------ EXTRACTED ENTRIES ------
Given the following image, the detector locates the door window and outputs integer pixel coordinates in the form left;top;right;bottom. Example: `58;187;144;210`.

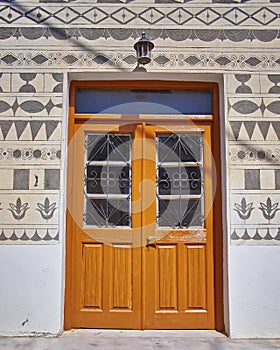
84;134;132;227
156;133;204;228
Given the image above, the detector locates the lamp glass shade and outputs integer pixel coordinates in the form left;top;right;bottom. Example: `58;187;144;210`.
134;33;154;65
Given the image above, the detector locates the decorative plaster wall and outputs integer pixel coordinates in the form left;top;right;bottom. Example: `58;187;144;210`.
0;0;279;337
0;72;63;243
0;1;280;71
0;0;279;245
227;73;280;245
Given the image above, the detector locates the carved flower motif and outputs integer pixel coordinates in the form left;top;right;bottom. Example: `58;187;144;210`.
259;197;280;224
234;197;254;222
8;198;29;221
36;197;57;220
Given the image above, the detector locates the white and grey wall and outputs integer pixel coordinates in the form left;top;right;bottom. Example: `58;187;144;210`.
0;0;280;338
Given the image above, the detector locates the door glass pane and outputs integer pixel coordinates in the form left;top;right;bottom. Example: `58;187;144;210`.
158;198;203;228
86;165;130;195
158;165;201;196
84;134;131;227
85;198;130;227
156;133;204;229
87;134;130;162
76;89;212;115
157;134;202;163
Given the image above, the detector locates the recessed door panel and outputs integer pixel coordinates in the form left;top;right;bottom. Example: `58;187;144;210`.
186;245;207;310
111;244;132;310
83;244;103;309
157;245;178;311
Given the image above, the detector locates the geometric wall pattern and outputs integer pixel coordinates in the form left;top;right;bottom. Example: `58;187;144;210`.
0;72;63;244
1;4;280;29
12;169;60;190
0;146;61;163
0;193;59;224
0;121;61;141
1;51;280;72
0;228;59;243
230;169;280;190
229;145;280;164
0;97;62;117
231;228;280;244
227;73;280;245
228;98;280;118
228;121;280;141
0;73;62;93
1;50;280;72
2;28;280;43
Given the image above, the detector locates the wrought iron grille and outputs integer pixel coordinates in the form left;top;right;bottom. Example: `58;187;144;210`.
84;134;132;228
156;133;204;228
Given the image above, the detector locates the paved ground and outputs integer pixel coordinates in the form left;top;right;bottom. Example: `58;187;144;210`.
0;330;279;350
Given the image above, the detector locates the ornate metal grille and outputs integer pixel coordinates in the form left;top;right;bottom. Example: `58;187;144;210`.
84;134;131;227
156;133;204;228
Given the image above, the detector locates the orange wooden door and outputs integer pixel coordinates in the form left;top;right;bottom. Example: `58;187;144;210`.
67;122;142;329
66;121;215;329
141;124;215;329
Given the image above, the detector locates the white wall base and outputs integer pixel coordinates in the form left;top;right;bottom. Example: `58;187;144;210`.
229;246;280;338
0;245;63;336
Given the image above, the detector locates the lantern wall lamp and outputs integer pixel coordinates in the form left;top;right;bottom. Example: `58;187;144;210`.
134;32;154;66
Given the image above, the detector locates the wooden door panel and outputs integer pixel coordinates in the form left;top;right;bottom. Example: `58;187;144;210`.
157;245;178;311
154;243;207;313
82;243;133;311
185;245;206;310
150;241;213;329
111;244;132;310
72;238;141;328
83;243;103;309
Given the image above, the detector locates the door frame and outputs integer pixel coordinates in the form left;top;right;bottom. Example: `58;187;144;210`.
64;80;224;332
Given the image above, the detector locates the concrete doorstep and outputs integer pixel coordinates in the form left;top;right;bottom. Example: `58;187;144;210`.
0;330;280;350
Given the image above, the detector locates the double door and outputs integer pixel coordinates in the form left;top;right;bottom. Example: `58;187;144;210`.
66;121;215;329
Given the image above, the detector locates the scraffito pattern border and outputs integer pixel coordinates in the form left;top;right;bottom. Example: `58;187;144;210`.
0;228;59;243
0;4;280;27
1;28;280;43
0;50;280;71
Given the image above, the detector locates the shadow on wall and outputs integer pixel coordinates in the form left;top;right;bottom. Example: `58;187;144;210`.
1;1;142;71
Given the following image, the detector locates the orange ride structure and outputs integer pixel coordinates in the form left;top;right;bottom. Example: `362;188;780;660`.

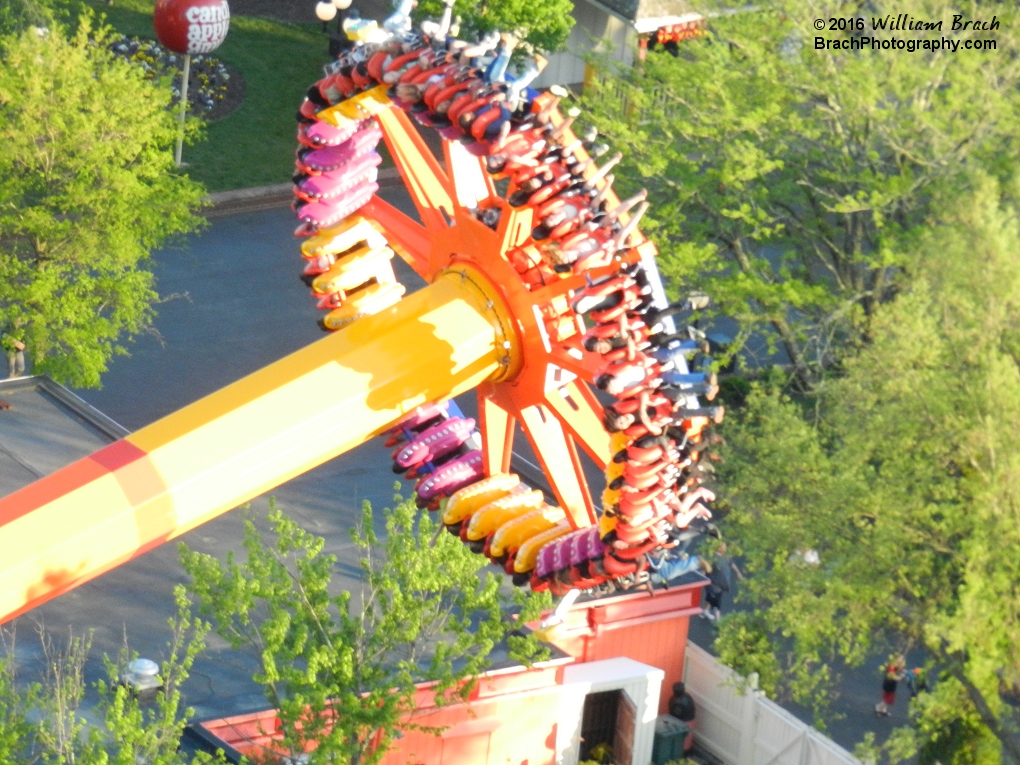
0;33;724;632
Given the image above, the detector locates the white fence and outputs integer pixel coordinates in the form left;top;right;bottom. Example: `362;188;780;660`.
683;642;861;765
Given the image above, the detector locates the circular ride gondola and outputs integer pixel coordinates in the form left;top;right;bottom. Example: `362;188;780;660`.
290;5;725;599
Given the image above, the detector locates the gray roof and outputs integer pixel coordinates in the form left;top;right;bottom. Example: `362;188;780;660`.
596;0;697;23
0;376;128;499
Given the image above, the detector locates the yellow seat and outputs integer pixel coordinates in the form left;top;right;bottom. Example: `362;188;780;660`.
301;216;387;259
442;473;522;525
466;489;545;541
322;281;405;330
312;245;395;297
514;521;572;573
489;504;566;559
------
Only the pictures are to be left out; repeat everything else in the records above exactly.

Given the following image, the detector locates the door window and outputs integer pixel coordinates in the form left;top;right;bottom. Example: `58;187;144;210`.

84;134;132;227
156;133;204;228
Given the image above, the detector locates the lamp glass shade and outputs integer pixel coordinates in the form left;top;right;bottom. Example: `58;187;144;210`.
134;33;154;65
Given the image above, the detector locates the decorative plaster wall and outputs integer pixel coordinates in the form left;top;right;bottom. Example: `58;187;144;210`.
0;0;279;337
0;72;63;243
0;1;280;71
0;0;279;245
227;73;280;245
Given the image above, the detector locates the carved flower motif and outputs integer pixel coordinates in the form left;top;right;bottom. Example: `58;187;144;210`.
259;197;280;224
234;197;254;222
8;198;29;221
36;197;57;220
Given the image above, the detector locates the white and grey wall and outputs integer pixel coordinates in the form left;top;right;bottom. Example: `58;187;144;210`.
0;0;280;338
Given the image above, the detector locates the door glass pane and outputs integer pixel coordinates in the form left;top;right;bottom. Example: `58;187;144;210`.
158;198;203;228
86;165;130;195
158;165;201;196
84;134;131;227
85;198;130;227
156;133;204;229
87;134;130;162
76;89;212;115
157;134;202;163
Given the image above, the detector locates the recessed door panel and outputs integer pixel coordinates in the form left;top;right;bottom. Example: `58;187;144;210`.
186;245;207;310
111;244;132;310
83;244;103;309
157;245;178;311
Given the image above, the detector locates the geometric wall pattern and outputs integer pixel coordinates in the form left;top;right;bottom. Example: `58;187;144;210`.
0;72;63;244
1;4;280;29
12;169;60;190
0;146;61;163
0;193;59;224
0;121;61;141
1;51;280;72
0;228;59;243
230;169;280;190
229;145;280;164
0;97;62;117
231;228;280;244
227;73;280;245
228;98;280;118
228;121;280;141
0;73;62;93
1;50;280;72
2;28;280;43
Given the image above, the detector locates the wrought iron grille and outputs integer pixel coordinates in the form left;top;right;bottom. Example: `58;187;144;210`.
84;134;132;228
156;133;204;228
Given the image above, the detector locates the paved ground and outputs integer pixel coordinates in the form left;top;right;bottom. Example: `58;187;144;210`.
0;330;279;350
Given the image above, the detector locates the ornate metal grille and outputs integer pixel coordinates in the form left;top;right;bottom. Example: `58;187;144;210`.
84;134;131;227
156;133;204;228
Given the image above, the detector locates the orange wooden door and outputs integer pixel coordinates in the form left;top;right;bottom. Example: `58;187;144;210`.
67;122;142;329
66;121;215;329
141;124;215;329
Given the image above, the detector locates the white wall base and outputs integer pixel coordinates in the form left;top;right;bottom. Example: `58;187;144;210`.
229;246;280;338
0;245;63;336
Given the image above, the detector locates the lantern wall lamp and outputs integer pixel coordinates in the form left;top;right;bottom. Example: `58;187;144;210`.
134;32;154;66
Given the image above, the detector locates the wooden door panel and outputs integer pixel coordinates in the form left;top;right;bottom. Example: `58;187;144;210`.
157;245;178;311
154;243;207;313
82;243;133;311
185;245;206;310
150;241;213;329
111;244;132;310
72;238;141;328
83;243;103;309
Given the image above, the detector locates the door frame and outputs integer pixel coordinates in the form left;top;right;bottom. Example: `58;187;144;210`.
64;80;224;332
Given the image above, the detector locates the concrete doorstep and outputs integer pixel coordinates in the form left;top;right;bottom. Example: `58;187;144;210`.
0;330;280;350
Given the image above, the detector locates the double door and outputs integer pixel coordinates in the form left;top;right;bottom. Example: `58;187;144;210`.
66;121;215;329
Given the image above, the detector locates the scraffito pattern border and outputs integer pixel coordinates in the form left;top;right;bottom. Example: `58;187;144;210`.
0;228;59;243
0;4;280;27
1;28;280;43
0;50;280;71
Given the image above, the detector locates the shadow on wall and outputs integer pixel coordinates in the form left;top;right;bottom. Example: `58;187;144;210`.
1;1;142;71
Given the following image, the detector locates the orange ride structure and outputs integer pixel coordinates in the form left;top;right;bottom. Example: `362;188;780;660`.

0;33;724;632
Given the image above, the detector locates the white fence and outputs integer pixel coordinates in the form left;top;right;bottom. Example: `362;188;780;660`.
683;642;861;765
Given the image above, the detector locates the circular ride gondola and outputs integer pixel coordinates in the form left;top;right;bottom. Example: `362;188;780;660`.
290;5;725;599
Given the image above, the detector locates the gray roof and outputs integer pixel coordinates in the form left;top;right;bottom. Example: `362;188;780;660`.
596;0;697;23
0;376;128;499
Given the image above, the detector locates the yellow seat and outputs integer pixel coordinates in the form left;top;right;bottom. Example: `362;188;780;660`.
301;216;387;259
442;473;522;525
466;489;545;541
322;281;405;330
312;245;395;297
514;521;572;573
489;504;566;559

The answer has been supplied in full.